= Esercizio proposto 1 =
Nel brano sul concorso Čajkovskij, quale punteggio diede Richter ai pianisti sovietici al round successivo?
= Esercizio proposto 2 =
Traduci in inglese questa frase del brano sul concorso Čajkovskij: "Nel 1958 a Mosca si svolse il prestigioso concorso pianistico internazionale Čajkovskij."
= Esercizio proposto 3 =
Scrivi il seguito del brano sul concorso Čajkovskij, ripartendo dopo la sua ultima frase.

= Brano fornito =
- - -
Come gigantesca pianta di papiro che cresce nelle acque della civiltà euromediterranea, quello ebraico è un popolo forgiato della stessa materia dei libri e non è rilegato a volume ma cucito a mo’ di rotolo come il Libro per eccellenza, la Torà; il tempo scorre circolarmente sulla Terra e per questa ragione gli ebrei costruiscono cattedrali sulla pietra del tempo anziché sulla sabbia dello spazio.
Nel 1958 a Mosca si svolse il prestigioso concorso pianistico internazionale Čajkovskij. In giuria sedevano Sviatoslav Richter, molto sovietico ma alquanto eccentrico e Emil Gilels, anch’egli molto sovietico ma più “istituzionalizzato” di Richter; accadde che Richter attribuì come punteggio 1 a tutti i concorrenti e il massimo dei voti unicamente al pianista americano Van Cliburn (nella foto in bianco e nero).
L’ispettore governativo apprese sgomento di ciò e pertanto chiese a Gilels di intercedere nei riguardi di Richter; non era ammissibile a Mosca in piena Guerra Fredda dare 1 a talentuosi pianisti sovietici e il massimo dei voti a un giovane pianista del Texas, il Partito non avrebbe mai gradito.
Richter capì l’antifona e convenne con Gilels di rivedere il sistema di punteggio, infatti al round successivo Richter attribuì…2 ai pianisti sovietici e il massimo dei voti a Van Cliburn; il giovane pianista del Texas stravinse il concorso Čajkovskij, il regime barcollava e le prime picconate al sistema le diede un grande pianista sovietico che premiò un geniale pianista americano.
- - -
= Dati forniti =

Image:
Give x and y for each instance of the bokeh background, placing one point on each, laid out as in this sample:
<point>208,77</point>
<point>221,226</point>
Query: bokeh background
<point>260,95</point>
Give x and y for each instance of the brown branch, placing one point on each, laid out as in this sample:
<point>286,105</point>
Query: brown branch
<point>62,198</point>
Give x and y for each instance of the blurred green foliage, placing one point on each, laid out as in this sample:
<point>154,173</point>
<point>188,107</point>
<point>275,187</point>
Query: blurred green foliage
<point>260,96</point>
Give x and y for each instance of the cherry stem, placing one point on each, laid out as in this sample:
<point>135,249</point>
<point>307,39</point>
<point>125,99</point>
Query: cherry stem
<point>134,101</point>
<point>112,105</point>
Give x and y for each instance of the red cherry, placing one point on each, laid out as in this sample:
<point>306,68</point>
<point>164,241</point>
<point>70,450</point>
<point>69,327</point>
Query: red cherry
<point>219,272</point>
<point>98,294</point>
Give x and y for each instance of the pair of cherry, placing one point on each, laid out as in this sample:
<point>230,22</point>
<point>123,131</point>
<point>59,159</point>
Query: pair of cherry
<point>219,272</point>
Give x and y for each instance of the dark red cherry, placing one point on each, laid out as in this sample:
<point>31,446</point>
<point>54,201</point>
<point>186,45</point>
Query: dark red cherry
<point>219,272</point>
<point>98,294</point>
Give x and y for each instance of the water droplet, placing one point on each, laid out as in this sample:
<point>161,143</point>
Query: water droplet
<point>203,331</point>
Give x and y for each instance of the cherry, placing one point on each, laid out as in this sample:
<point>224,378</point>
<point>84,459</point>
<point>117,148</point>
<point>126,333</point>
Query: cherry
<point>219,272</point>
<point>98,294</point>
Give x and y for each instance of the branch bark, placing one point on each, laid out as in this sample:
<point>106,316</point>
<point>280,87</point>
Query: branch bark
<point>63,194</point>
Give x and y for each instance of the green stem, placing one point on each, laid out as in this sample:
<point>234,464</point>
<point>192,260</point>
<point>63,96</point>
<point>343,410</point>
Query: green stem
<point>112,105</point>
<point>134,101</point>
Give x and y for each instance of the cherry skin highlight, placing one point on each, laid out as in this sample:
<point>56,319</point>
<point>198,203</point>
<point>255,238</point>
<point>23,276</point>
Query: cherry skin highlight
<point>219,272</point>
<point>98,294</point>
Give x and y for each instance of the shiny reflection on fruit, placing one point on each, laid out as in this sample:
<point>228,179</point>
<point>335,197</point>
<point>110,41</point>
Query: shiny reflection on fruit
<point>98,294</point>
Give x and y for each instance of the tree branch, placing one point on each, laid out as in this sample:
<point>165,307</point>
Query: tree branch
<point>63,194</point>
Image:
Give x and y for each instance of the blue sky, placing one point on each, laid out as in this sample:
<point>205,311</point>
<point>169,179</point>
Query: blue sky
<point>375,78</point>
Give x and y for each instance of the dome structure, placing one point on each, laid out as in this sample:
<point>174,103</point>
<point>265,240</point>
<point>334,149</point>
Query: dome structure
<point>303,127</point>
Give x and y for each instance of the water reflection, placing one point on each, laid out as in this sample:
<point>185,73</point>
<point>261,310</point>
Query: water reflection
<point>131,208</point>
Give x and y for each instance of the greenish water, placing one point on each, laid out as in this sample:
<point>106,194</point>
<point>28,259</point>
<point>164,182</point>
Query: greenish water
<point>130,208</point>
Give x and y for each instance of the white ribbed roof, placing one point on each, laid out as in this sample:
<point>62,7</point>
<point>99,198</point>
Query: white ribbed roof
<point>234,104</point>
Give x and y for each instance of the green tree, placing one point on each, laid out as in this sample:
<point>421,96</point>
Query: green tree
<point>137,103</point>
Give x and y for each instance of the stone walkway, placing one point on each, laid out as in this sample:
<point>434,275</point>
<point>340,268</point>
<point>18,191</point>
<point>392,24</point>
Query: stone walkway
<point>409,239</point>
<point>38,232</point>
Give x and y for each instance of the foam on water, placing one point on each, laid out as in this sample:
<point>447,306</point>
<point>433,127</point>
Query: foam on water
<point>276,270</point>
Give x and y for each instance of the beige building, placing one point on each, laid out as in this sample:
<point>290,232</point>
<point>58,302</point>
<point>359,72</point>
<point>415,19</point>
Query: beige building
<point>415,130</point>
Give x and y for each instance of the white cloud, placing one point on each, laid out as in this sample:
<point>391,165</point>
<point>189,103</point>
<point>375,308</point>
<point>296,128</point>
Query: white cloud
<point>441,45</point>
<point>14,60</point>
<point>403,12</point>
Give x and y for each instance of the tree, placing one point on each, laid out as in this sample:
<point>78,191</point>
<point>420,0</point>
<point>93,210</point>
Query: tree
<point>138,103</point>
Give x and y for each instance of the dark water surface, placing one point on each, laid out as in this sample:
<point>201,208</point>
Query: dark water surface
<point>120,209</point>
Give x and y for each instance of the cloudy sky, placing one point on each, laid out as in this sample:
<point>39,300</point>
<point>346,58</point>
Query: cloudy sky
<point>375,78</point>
- - -
= Risposta 1 =
Diede 2 ai pianisti sovietici.

= Risposta 2 =
In 1958 the prestigious Tchaikovsky International Piano Competition took place in Moscow.

= Risposta 3 =
Il più longevo ricordo del crepuscolo del regime sovietico non è la tanto decantata Perestrojka di Mikhail Gorbaciov bensì il concerto del grande pianista ebreo americano Vladimir Horowitz a Mosca nel 1986 dopo decenni senza mai metter piede in Unione Sovietica; nato nell’Ucraina zarista come Wladimir Samoilovic Gorowiz e fuggito dall’Ucraina sovietica (suo padre e suo fratello morirono nei campi di concentramento), tornò a suonare a Mosca in una sala gremita all’inverosimile.
Avevo 22 anni quando Horowitz suonò in quello storico concerto, erano le due del pomeriggio di domenica 20 aprile 1986 e il giornalista Mino Damato diede la linea a Mosca, il concerto era trasmesso in mondovisione; guardavo Horowitz che suonava letteralmente agganciato alla tastiera con una postura delle mani assurda per altri pianisti fuorché per lui, suonava e suoi occhi brillavano.
Era tornato a casa.
L’Europa attuale assomiglia al bulletto pluribocciato che non studia mai e arriva a scuola puntualmente impreparato, senza penna, libri e quaderno e durante l’ora di storia sbraita, batte il pugno sul banco e apostrofa l’insegnante che intende mettergli due all’interrogazione; dopo 80 anni dai fatti che ci riguardano, pensavamo di essere all’alba di una nuova era e invece siamo ancora alla Notte dei Cristalli e questa ahimè sarà una lunga, infelice e inquieta notte.
Dal 1940 al 1943, la storia contemporanea del popolo ebraico e il destino dell’Europa passarono dal Ghetto di Varsavia; autentica Masada dei tempi moderni, il Ghetto di Varsavia e il coraggio dei suoi residenti infiammarono le comunità ebraiche dei Paesi Baltici e i movimenti di resistenza armata, inni e canti divennero colonna sonora di una lotta tanto impari sul piano militare quanto impressionante nelle energie messe in gioco dalla popolazione ebraica.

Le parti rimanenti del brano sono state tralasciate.